Written task 1
In the blog post about the viva, what set the viva's fixed duration?

Passage shown
Apologies for the radio silence here on the blog, I was taken ill suddenly. I am now convalescing, and thought I’d post this, as I started writing it just before I became unwell. My viva was on the 24th September, and people often ask what it was like, so I thought I’d put my thoughts down in case they became useful to others…
Notes on my Viva
Just a note: I found my viva exam to be one of the most positive experiences of my doctorate. If you’re looking for viva horror stories, you’ll need to go elsewhere, sorry.
I had not been nervous really until the actual day of the viva. Then it started to come on in the morning, building slowly, until early afternoon, when I started to feel drenched in fear. Immediately before going in at 3pm, it was at its utter worst. The viva took place in my internal examiners office, and as my Supervisor escorted me from the cafe, I felt I was walking the walk of doom. I shook hands with my examiners, and sat at the table, in front of a small bottle of water with a plastic cup.
My internal examiner started off apologising for not having arranged tea. He said that the viva would not be very long, and that it was unusual for a candidate to be told this in advance. I wasn’t to read anything into this, the fixed duration of the viva being set by the train and plane times arranged for my external examiner. We had two hours, and we kept up a good pace throughout the exam, and as it was, I felt I could have discussed some topics for longer, though I must say that I didn’t feel rushed or that we missed anything.
I was still exceedingly nervous at this point, and the first thing I was asked, was to talk for 10 to 15 minutes about the background to how my research came about, the journey that I took, and the highlights along the way. I can sometimes waffle. Really waffle. Sometimes when the handbrake on my mouth is released, and after several metaphorical miles of talking, I can discover to my horror that my brain has been humming away in neutral for the entire journey. I’m also blessed/cursed with self-awareness, so I *know* I sometimes do this, and I *know* how awful it is to find myself doing it. So I worry about doing it, and become absurdly vigilant, often stopping mid-sentence and saying things like “ok, I should shut up now”, or “…erm, that didn’t answer your question, did it?”. Despite all this, and after a very cautious start, I soon got into the rhythm of it, started to trust that my brain was firing on all cylinders, and found myself weaving a fairly coherent and competent narrative around the six experiments that form my thesis. About 8 minutes in, I finally started to relax. I realised I *did* know my work very well, that there was an interesting story to be told, and that they story was mine to tell. And I started to realise that I had an audience of two avid listeners, who were hanging on to everything I said with genuine interest. This had not happened to me before.

Stored items
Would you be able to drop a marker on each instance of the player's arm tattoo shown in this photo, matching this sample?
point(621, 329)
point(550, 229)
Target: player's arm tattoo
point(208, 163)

Written task 2
Reproduce every one of the Stored items rows above without any changes.

Task answer 1
The train and plane times arranged for the external examiner set the viva's fixed duration.

Task answer 2
Would you be able to drop a marker on each instance of the player's arm tattoo shown in this photo, matching this sample?
point(621, 329)
point(550, 229)
Target: player's arm tattoo
point(208, 163)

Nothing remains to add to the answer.